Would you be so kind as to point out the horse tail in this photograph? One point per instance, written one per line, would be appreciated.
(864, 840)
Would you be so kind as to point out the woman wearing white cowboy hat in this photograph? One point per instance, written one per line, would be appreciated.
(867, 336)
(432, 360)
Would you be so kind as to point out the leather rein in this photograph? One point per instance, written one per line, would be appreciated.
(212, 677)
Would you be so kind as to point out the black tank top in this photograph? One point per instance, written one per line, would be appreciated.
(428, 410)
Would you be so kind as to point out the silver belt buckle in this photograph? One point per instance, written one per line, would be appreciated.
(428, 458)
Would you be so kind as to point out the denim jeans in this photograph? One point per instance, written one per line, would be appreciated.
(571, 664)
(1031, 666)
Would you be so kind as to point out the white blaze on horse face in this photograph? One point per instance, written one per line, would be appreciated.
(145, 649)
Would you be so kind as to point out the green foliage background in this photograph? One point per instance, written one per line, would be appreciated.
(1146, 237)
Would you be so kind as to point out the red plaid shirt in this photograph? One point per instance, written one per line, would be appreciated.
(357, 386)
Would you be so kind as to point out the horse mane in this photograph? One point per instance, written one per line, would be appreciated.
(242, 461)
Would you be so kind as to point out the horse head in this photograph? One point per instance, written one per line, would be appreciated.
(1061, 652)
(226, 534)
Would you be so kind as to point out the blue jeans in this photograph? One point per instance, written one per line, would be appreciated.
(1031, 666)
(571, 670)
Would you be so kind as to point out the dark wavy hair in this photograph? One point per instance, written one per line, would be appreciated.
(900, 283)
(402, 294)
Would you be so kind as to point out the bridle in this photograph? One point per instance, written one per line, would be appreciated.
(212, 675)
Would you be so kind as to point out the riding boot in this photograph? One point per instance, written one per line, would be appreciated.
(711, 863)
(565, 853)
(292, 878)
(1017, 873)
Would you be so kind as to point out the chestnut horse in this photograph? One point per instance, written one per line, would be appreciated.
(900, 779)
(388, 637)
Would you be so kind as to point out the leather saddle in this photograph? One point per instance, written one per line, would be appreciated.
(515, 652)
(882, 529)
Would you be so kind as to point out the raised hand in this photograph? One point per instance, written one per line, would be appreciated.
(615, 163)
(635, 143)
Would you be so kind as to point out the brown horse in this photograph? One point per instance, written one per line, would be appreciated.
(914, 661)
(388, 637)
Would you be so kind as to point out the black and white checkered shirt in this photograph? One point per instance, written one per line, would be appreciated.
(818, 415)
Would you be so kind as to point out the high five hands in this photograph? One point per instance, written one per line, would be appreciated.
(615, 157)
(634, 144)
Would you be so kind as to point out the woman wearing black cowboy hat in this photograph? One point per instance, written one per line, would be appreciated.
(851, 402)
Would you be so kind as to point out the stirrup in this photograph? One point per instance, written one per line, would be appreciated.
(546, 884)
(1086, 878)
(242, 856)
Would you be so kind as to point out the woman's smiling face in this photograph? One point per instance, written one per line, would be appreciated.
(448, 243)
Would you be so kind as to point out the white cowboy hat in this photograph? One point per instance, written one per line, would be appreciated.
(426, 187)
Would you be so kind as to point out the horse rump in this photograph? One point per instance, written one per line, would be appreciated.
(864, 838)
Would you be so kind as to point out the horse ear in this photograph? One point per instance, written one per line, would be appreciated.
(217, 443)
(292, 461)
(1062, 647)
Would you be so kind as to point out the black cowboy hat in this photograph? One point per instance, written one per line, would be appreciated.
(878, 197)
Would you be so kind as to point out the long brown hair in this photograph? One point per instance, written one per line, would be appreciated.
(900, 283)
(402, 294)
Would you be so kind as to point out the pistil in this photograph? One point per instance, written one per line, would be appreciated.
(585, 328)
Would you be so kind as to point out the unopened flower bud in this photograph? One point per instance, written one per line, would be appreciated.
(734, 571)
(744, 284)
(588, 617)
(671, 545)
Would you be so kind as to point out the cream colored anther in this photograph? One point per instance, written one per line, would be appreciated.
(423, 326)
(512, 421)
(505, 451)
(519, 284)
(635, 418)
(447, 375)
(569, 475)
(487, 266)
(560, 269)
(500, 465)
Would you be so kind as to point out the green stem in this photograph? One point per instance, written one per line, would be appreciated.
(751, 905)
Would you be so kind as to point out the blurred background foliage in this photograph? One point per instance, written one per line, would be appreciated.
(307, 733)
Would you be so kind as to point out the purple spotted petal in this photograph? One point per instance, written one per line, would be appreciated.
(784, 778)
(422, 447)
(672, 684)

*****

## Problem description:
Give all of the material above as a Markdown table with the columns Number and Record line, one row per line in order, leaving out any blank lines.

## Full response:
| Number | Record line |
|---|---|
| 1 | Would you be so kind as to point out the horse tail in this photograph? One point per instance, written one per line, would be appreciated. |
| 2 | (864, 840) |
| 3 | Would you be so kind as to point out the woman wearing white cowboy hat in this photograph? One point per instance, written one per line, would be appreciated. |
| 4 | (867, 336) |
| 5 | (432, 360) |
| 6 | Would you be so kind as to point out the leather rein in this photograph? One point per instance, written one per line, would be appreciated. |
| 7 | (212, 677) |
| 8 | Would you be so kind as to point out the black tank top in this photograph? One point per instance, written one per line, would be appreciated. |
| 9 | (428, 410) |
| 10 | Would you be so kind as to point out the silver belt buckle in this photograph? One point per instance, written one per line, would be appreciated. |
| 11 | (428, 458) |
| 12 | Would you be so kind as to point out the denim jeans in this photograph? One point per instance, written one per line, would be appreciated. |
| 13 | (571, 664) |
| 14 | (1031, 666) |
| 15 | Would you be so kind as to point out the white blaze on horse face in this photograph? One point per instance, written one per line, would be appreciated. |
| 16 | (145, 649) |
| 17 | Would you be so kind as to point out the green foliage background in this photograph? One point per instance, written one per line, would be appreciated. |
| 18 | (1146, 237) |
| 19 | Would you be so kind as to point out the red plaid shirt in this photograph? One point per instance, written one per line, would be appreciated. |
| 20 | (357, 386) |
| 21 | Would you be so kind as to point out the horse mane in this photograph? One point per instance, written one per line, would be appreciated. |
| 22 | (242, 461) |
| 23 | Would you be so kind as to point out the horse head in this photograph? One point per instance, written one per line, would be appreciated. |
| 24 | (1061, 652) |
| 25 | (226, 534) |
| 26 | Would you be so kind as to point out the blue jeans in this photograph? One point per instance, written one per line, would be appreciated. |
| 27 | (1031, 666) |
| 28 | (571, 670) |
| 29 | Would you be so kind as to point out the dark wavy hair in this photograph? One point per instance, written one per line, would be appreciated. |
| 30 | (900, 283) |
| 31 | (402, 294) |
| 32 | Would you be so kind as to point out the bridle in this photograph? One point per instance, written one per line, would be appreciated. |
| 33 | (212, 675) |
| 34 | Would you be so kind as to point out the riding boot in this photograph? One point per instance, written one per line, would be appreciated. |
| 35 | (711, 863) |
| 36 | (565, 853) |
| 37 | (292, 878) |
| 38 | (1017, 873) |
| 39 | Would you be so kind as to point out the chestnut horse in this photograph? One point per instance, written one per line, would be appreciated. |
| 40 | (900, 779) |
| 41 | (388, 637) |
| 42 | Would you be so kind as to point out the leather saddle in this photograph? One point per instance, written one per line, would be appreciated. |
| 43 | (515, 652) |
| 44 | (882, 529) |
| 45 | Would you be so kind as to point out the raised hand in this photograph? One point per instance, written one per line, would be appreciated. |
| 46 | (615, 163) |
| 47 | (635, 143) |
| 48 | Would you be so kind as to point out the brown horse in this photograph? One point per instance, written one per line, would be appreciated. |
| 49 | (914, 661) |
| 50 | (388, 637) |
| 51 | Would you be so kind as to point out the black and white checkered shirt in this photograph? One point per instance, written one per line, would be appreciated. |
| 52 | (818, 415) |
| 53 | Would you be so kind as to point out the high five hands in this photograph? One point per instance, written one per line, would be appreciated. |
| 54 | (615, 157) |
| 55 | (634, 144) |
| 56 | Would you be so kind as to point out the woman wearing black cowboy hat in this photograph? One point per instance, written one per line, would be appreciated. |
| 57 | (851, 402) |
| 58 | Would you be so kind as to point out the stirrup in this photograph? One point per instance, written one per line, would be appreciated. |
| 59 | (546, 884) |
| 60 | (1086, 878) |
| 61 | (242, 856) |
| 62 | Would you be so kind as to point out the woman's smiling face in this photograph? One point per instance, written one per line, would be appreciated. |
| 63 | (448, 243) |
| 64 | Would you be so kind as to point out the white cowboy hat in this photograph? One point per instance, written one per line, would be appreciated. |
| 65 | (426, 187) |
| 66 | Would you be so kind as to point out the horse rump in this photograph? One point per instance, written one per line, would be appreciated. |
| 67 | (864, 838) |
| 68 | Would you be so kind as to point out the horse ear in this photograph? One point per instance, written one per line, would be appreciated. |
| 69 | (217, 443) |
| 70 | (292, 461) |
| 71 | (1062, 647) |
| 72 | Would you be so kind as to point out the black cowboy hat in this photograph? One point per instance, written one per line, would be appreciated. |
| 73 | (878, 197) |
| 74 | Would you be so kind as to point out the long brown hair in this photograph? One point per instance, written one per line, would be appreciated. |
| 75 | (900, 283) |
| 76 | (402, 294) |
| 77 | Would you be so kind as to point out the pistil in this photograph? One point per instance, written one per line, would be appreciated. |
| 78 | (585, 328) |
| 79 | Would you be so kind as to point out the unopened flower bud in this photograph? One point per instance, written one per line, would be appreciated. |
| 80 | (734, 571) |
| 81 | (744, 284) |
| 82 | (588, 617) |
| 83 | (671, 545) |
| 84 | Would you be so kind as to point out the cream colored anther in this photograph? One point per instance, written one per line, would be appreciated. |
| 85 | (423, 326) |
| 86 | (512, 421) |
| 87 | (505, 451) |
| 88 | (519, 284) |
| 89 | (635, 418) |
| 90 | (447, 375) |
| 91 | (569, 475) |
| 92 | (487, 266) |
| 93 | (560, 269) |
| 94 | (500, 465) |
| 95 | Would you be so kind as to point out the green stem in this photograph? One point per instance, written one per line, would be appreciated. |
| 96 | (751, 905) |
| 97 | Would you be so kind as to point out the blurred background foliage in this photograph? One point per instance, written one per line, would be appreciated. |
| 98 | (307, 733) |
| 99 | Would you be so kind as to point out the purple spotted petal in this photograph? One point per instance, written one per line, would be appreciated. |
| 100 | (784, 778) |
| 101 | (422, 447) |
| 102 | (672, 684) |